→ **Job a**: According to the blog post, how many characters usually take part in a session?

Thursday, April 30, 2015

Flashbacks & The Owlbear Tracker

Recently the party was ambushed by a pack of goblins (led by goblin PC Ted to the very outskirts of Phandalin).  The group scattered as some characters fled, others surrendered, and at least one befriended the goblins (we're obviously still working on the concept of teamwork).  

Rather than start the next session with a party split three-ways (and less on-camera time for everyone) I tried something new:


DM: "You escaped from the goblins and the party has reassembled, but those who were captured went through such a terrible ordeal that they still suffer flashbacks.  

At any time this session you might suffer a flashback.  You then have to narrate a brief scene from the grisly story about your character's harrowing escape, or suffer disadvantage on your next die-roll.

Oh, and if you story is completely lame you'll still suffer disadvantage."

I don't know which OSR guru I was channeling when I came up with this, but I really like it!  The players get narrative control as well as choices, and we can come back to the flashback story line as often as we want.  It's a cool way to change pace mid-scene too.

For example, as a result of a couple flashbacks, we learned that to escape from the goblins, the (wooden) halfling had to crawl inside the overlooked carcass of a deer to hide, before struggling free in some hideous parody of birth, only to tumble down a slope headfirst in the dark and into the frigid grip of a nearby stream ... not a bad bit of extemporaneous narration for a middle schooler!


A pattern has developed in our weekly, middle school, 5th Edition Lost Mines campaign: 

1. the adventuring group recruits replacement members
2. they trek out to Thundertree or the Cragmaw hideout
3. they fight an inconclusive combat
4. they retreat back to Phandalin and promptly gets chased out of town by the Redbrands

Fear of casualties and a tactical indecisiveness combine to keep the characters (usually 5-7 per session) from ever striking a decisive blow against their enemies.  

For example, in a recent affray with some hobgoblins, two characters fought, one surrendered, and two mainly just watched things unfold rather than commit to a particular plan or side!

Too I've noticed that the group has gotten into the habit of lengthy, circular debates when deciding where to next seek their fortunes.

I've instituted a fool proof solution to address this absence of leadership: "The Owlbear Tracker"

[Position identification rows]
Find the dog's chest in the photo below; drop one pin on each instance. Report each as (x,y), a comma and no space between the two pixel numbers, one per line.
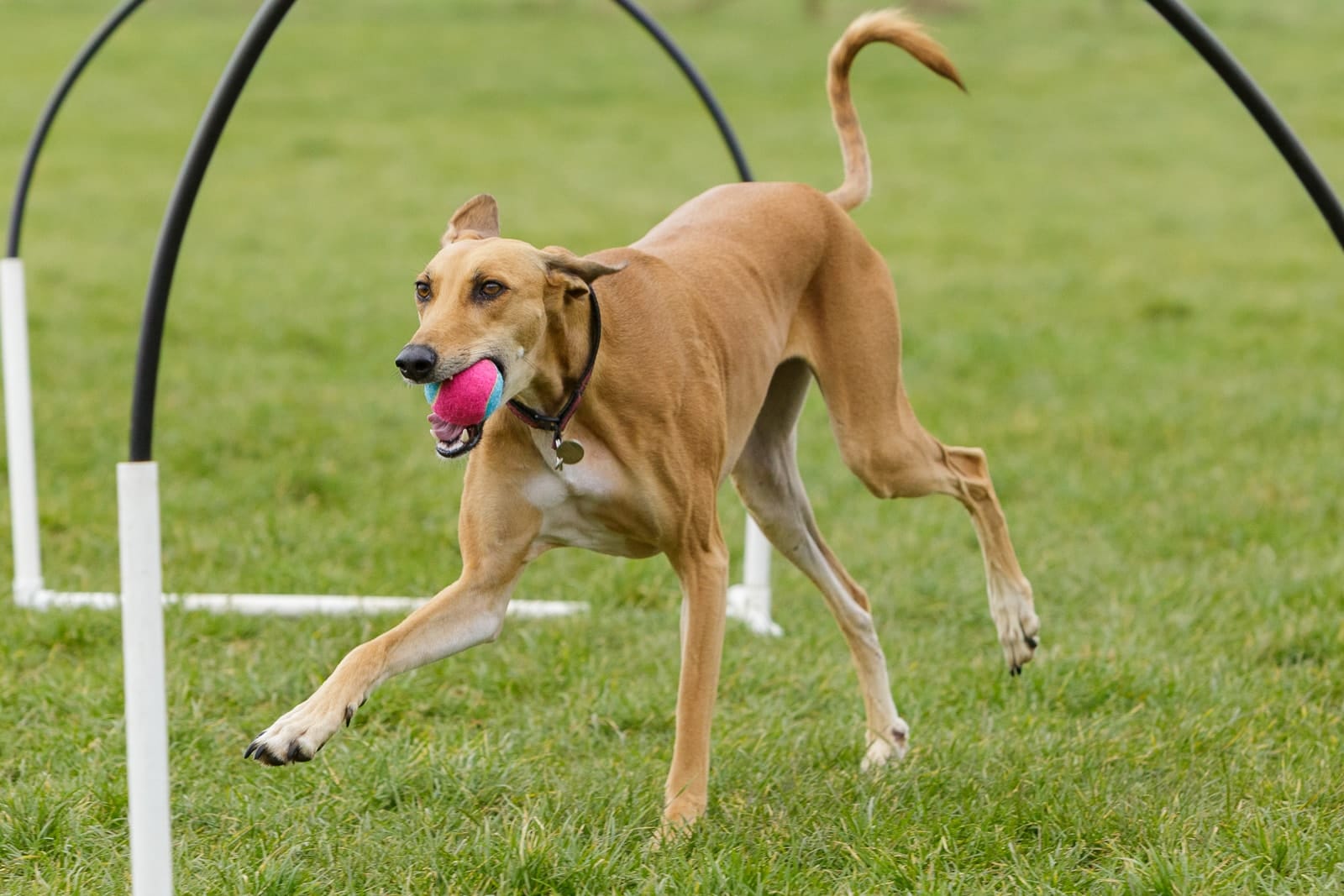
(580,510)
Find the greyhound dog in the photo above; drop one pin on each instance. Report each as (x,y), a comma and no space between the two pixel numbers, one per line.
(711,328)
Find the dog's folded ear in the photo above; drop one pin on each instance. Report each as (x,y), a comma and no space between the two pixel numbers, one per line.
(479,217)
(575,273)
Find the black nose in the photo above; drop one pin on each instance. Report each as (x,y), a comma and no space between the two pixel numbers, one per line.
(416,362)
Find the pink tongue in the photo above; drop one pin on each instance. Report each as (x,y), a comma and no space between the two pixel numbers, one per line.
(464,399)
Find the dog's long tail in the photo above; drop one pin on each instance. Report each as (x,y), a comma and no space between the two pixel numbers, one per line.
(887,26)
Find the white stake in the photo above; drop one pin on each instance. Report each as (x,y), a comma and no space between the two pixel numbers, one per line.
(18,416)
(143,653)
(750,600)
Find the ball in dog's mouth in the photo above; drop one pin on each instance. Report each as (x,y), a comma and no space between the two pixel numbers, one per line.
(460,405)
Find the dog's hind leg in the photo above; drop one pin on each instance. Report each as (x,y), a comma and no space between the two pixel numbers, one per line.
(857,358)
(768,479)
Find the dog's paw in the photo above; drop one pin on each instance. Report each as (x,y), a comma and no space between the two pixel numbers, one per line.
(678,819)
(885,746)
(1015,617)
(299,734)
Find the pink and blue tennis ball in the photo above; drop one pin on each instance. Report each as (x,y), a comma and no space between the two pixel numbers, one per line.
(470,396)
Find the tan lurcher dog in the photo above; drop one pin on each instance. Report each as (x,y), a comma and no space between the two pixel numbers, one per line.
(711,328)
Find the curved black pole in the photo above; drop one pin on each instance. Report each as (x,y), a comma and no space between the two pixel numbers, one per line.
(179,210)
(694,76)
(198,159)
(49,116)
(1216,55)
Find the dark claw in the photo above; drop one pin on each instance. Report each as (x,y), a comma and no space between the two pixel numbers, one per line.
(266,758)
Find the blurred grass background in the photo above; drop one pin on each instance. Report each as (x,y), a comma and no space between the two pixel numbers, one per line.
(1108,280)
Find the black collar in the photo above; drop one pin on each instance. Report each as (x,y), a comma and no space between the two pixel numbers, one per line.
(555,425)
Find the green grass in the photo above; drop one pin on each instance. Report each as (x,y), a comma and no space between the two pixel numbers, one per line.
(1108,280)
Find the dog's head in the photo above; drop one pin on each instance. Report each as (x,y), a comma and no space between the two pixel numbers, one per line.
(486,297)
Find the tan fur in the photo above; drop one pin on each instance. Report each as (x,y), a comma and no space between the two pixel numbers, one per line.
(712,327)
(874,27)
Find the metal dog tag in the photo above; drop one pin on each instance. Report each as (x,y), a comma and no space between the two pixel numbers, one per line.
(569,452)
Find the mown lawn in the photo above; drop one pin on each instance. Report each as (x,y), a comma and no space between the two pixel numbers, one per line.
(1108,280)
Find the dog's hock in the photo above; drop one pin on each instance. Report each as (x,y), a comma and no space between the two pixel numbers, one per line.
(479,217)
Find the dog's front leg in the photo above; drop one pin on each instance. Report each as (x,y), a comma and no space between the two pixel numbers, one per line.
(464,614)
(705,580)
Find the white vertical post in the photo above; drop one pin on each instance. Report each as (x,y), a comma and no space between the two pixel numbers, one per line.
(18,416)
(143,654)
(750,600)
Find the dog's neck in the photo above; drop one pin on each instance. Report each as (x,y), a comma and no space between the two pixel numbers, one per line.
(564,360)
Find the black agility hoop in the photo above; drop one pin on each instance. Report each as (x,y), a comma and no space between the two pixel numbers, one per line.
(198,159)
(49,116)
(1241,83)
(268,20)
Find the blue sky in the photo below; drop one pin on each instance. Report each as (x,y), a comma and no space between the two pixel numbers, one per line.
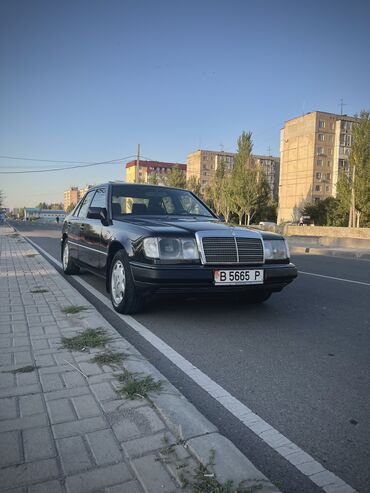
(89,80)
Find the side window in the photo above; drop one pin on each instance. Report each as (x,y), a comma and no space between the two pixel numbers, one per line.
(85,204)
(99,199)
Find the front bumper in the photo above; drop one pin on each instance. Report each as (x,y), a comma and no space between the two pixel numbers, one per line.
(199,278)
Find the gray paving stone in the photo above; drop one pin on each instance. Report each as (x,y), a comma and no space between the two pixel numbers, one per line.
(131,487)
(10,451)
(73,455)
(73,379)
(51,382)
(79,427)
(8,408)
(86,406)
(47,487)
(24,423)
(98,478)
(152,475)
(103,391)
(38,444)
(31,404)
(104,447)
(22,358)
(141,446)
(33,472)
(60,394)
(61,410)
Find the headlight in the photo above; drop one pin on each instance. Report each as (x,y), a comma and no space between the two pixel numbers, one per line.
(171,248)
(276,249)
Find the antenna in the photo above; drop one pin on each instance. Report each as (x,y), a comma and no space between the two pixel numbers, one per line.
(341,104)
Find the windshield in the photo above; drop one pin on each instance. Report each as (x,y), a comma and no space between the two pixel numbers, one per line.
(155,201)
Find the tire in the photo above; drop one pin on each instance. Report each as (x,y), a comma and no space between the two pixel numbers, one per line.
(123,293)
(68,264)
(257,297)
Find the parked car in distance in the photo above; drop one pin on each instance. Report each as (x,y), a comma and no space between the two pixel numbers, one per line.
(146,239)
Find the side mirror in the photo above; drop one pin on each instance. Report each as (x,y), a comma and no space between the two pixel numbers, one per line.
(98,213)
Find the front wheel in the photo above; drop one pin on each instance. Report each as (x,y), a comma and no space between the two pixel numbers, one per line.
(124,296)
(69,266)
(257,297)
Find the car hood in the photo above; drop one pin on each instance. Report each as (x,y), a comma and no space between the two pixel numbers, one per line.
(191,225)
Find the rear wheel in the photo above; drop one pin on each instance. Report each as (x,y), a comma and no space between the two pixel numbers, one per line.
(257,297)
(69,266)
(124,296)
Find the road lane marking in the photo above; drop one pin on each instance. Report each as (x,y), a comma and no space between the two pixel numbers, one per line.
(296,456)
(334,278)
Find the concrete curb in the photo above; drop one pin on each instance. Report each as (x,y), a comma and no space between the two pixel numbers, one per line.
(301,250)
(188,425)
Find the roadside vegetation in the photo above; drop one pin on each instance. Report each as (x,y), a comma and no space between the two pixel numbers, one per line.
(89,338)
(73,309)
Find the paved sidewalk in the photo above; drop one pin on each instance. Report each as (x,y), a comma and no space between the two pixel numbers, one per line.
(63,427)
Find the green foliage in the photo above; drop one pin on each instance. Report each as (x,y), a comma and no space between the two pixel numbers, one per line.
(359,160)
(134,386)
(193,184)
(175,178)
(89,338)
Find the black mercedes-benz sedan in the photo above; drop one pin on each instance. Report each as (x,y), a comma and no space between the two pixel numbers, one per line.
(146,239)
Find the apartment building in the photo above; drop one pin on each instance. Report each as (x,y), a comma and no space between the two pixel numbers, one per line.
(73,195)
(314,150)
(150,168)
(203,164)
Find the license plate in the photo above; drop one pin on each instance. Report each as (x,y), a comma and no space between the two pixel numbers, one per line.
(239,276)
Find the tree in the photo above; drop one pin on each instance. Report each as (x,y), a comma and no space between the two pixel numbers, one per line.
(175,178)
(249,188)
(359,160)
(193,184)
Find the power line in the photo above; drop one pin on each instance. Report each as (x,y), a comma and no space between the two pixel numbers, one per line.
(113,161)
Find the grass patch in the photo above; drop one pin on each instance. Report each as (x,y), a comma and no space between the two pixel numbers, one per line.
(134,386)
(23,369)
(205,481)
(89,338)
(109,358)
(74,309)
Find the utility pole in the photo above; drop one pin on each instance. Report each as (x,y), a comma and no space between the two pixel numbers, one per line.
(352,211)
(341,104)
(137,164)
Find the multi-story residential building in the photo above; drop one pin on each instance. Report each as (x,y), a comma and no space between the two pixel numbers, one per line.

→ **Job b**: Quote word for word the rows from the line containing "Find the utility" through the last line of the rows, including both ends.

→ **Written solution a**: Usually 5-7 characters per session.

→ **Written solution b**:
Find the utility pole in the photo above; drop one pin on each instance. Report each as (x,y), a comma and no space between the two pixel numbers, one per line.
(352,211)
(341,104)
(137,164)
Find the multi-story residential building in the photo above; drop one pin on each instance. Report each as (x,y), a comma and no space between the two pixel numbers, one per line.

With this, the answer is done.